== SELECTED EXTRACT ==
****************************************

Glossary of Chinese Yijing terms
This is a glossary of Yijing technical terms that appear on this site, in alphabetical order of pinyin syllables, so xiantian comes before xiangshu. If you need a Chinese font, you can download one.
八純卦
'Eight pure hexagrams' – The eight hexagrams where upper and lower trigrams
are the same (1, 2, 29, 30, 51, 52, 57, 58). Each heads a 'palace' of Jing
Fang's Eight Palaces arrangement, so
such hexagrams are also known as 'palace hexagrams' (GONGGUA).
八宮
'Eight Palaces' – The Eight Palaces
arrangement of Jing Fang. Sometimes called 'Eight Houses', though this is
less accurate.
八卦
'Eight trigrams'
八卦五行
'Eight trigrams five phases' – Each of the eight trigrams is associated
with one of the Five Phases (see WUXING).
Qian is metal, Kun is soil, Zhen is wood, Xun is wood, Kan is water, Li
is fire, Gen is soil, Dui is metal.
辟卦
'Sovereign hexagrams' – A sequence of 12 hexagrams
that show the waning and waxing of yang and yin, correlating with the 12
months and lunar phases. See also XIAOXIGUA.
錯卦
'Inlaid hexagrams' – Two hexagrams where the yin and yang lines in one are
yang and yin lines, respectively, in the same positions in the other. One
is the cuogua of the other. In English such hexagrams are said to be 'complementary'.
They are also known as PANGTONGGUA, 'laterally
linked hexagrams'. For further details, see my notes on cuogua.
大橫圖
'Great horizontal diagram' – This diagram
is explained in Yijing hexagram sequences. The
diagram that ascends for three levels, to form the eight trigrams, is called
the xiaohengtu (small horizontal diagram). See also XIANTIANTU.

****************************************

== PROVIDED DATA ==

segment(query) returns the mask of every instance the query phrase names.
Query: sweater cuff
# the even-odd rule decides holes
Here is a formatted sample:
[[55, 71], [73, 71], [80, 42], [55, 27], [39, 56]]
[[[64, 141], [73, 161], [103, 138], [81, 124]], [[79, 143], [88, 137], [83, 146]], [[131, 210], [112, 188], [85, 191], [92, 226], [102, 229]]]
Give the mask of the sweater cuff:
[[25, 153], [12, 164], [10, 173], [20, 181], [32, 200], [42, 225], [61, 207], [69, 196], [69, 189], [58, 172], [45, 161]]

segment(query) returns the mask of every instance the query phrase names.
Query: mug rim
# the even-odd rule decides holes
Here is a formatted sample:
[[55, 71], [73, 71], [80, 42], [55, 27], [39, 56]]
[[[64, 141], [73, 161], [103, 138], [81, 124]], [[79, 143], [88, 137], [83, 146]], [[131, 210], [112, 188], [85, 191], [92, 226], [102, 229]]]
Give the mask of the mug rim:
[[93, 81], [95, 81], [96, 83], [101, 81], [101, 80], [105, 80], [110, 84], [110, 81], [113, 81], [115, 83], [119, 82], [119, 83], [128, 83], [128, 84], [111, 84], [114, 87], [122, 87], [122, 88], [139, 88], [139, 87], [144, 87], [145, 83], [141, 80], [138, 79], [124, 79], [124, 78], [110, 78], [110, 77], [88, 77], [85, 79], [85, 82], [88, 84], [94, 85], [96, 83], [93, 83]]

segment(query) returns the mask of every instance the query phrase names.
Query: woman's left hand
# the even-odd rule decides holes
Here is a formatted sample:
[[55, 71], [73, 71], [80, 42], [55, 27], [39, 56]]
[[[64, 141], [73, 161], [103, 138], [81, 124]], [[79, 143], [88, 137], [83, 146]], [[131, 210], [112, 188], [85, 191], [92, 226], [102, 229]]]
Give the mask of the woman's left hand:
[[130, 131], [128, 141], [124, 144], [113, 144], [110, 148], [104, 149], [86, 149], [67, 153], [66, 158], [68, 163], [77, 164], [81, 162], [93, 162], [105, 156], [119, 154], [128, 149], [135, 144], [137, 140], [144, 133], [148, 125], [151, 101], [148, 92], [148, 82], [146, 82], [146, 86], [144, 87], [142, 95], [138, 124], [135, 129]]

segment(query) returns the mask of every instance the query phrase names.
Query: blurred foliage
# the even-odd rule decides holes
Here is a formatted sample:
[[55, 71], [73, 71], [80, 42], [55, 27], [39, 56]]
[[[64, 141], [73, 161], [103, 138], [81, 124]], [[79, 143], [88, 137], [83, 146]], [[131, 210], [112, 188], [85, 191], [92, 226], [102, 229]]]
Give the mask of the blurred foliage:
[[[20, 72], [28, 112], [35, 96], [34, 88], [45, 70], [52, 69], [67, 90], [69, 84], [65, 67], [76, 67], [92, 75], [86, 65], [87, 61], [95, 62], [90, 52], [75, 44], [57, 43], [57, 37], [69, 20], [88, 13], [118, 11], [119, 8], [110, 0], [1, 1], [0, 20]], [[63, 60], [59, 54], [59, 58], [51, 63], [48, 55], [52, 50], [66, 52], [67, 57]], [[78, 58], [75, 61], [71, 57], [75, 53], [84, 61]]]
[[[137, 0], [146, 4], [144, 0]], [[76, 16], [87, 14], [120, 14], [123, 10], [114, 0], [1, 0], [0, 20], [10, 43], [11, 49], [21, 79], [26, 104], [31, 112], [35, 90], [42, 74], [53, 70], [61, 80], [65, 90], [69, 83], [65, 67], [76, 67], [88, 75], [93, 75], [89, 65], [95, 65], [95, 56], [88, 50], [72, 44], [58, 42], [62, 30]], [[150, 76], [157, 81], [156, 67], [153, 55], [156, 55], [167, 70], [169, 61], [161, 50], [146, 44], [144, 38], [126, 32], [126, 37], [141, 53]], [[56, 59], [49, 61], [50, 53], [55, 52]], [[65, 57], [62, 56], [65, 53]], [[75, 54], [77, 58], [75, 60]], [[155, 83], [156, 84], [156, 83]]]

****************************************

== TASK SET ==
A - In the Yijing glossary, which of the Five Phases is the trigram Li associated with?
B - Swap "sweater cuff" for "jacket cuff" in the entries, from the start of the entries up to and including the line with "172], [45, 161]]", and give only those lines again with nothing else changed.
The Yijing glossary and the entries have nothing to do with each other.

== ANSWERS BELOW ==
A - Li is fire.

B -
segment(query) returns the mask of every instance the query phrase names.
Query: jacket cuff
# the even-odd rule decides holes
Here is a formatted sample:
[[55, 71], [73, 71], [80, 42], [55, 27], [39, 56]]
[[[64, 141], [73, 161], [103, 138], [81, 124]], [[79, 143], [88, 137], [83, 146]], [[131, 210], [112, 188], [85, 191], [92, 226], [102, 229]]]
Give the mask of the jacket cuff:
[[25, 153], [12, 164], [10, 173], [20, 181], [32, 200], [42, 225], [61, 207], [69, 196], [69, 189], [58, 172], [45, 161]]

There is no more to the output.